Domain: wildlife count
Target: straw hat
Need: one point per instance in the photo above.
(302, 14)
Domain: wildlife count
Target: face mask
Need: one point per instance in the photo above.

:::

TASK GOAL: Shift every line above by rewriting them all, requests included, with 93 added to each coordinate in the answers.

TASK OUTPUT:
Domain: wildlife count
Target: straw hat
Need: one point per instance in the photo above.
(395, 107)
Domain: wildlife count
Target: face mask
Need: one point per instance in the photo above.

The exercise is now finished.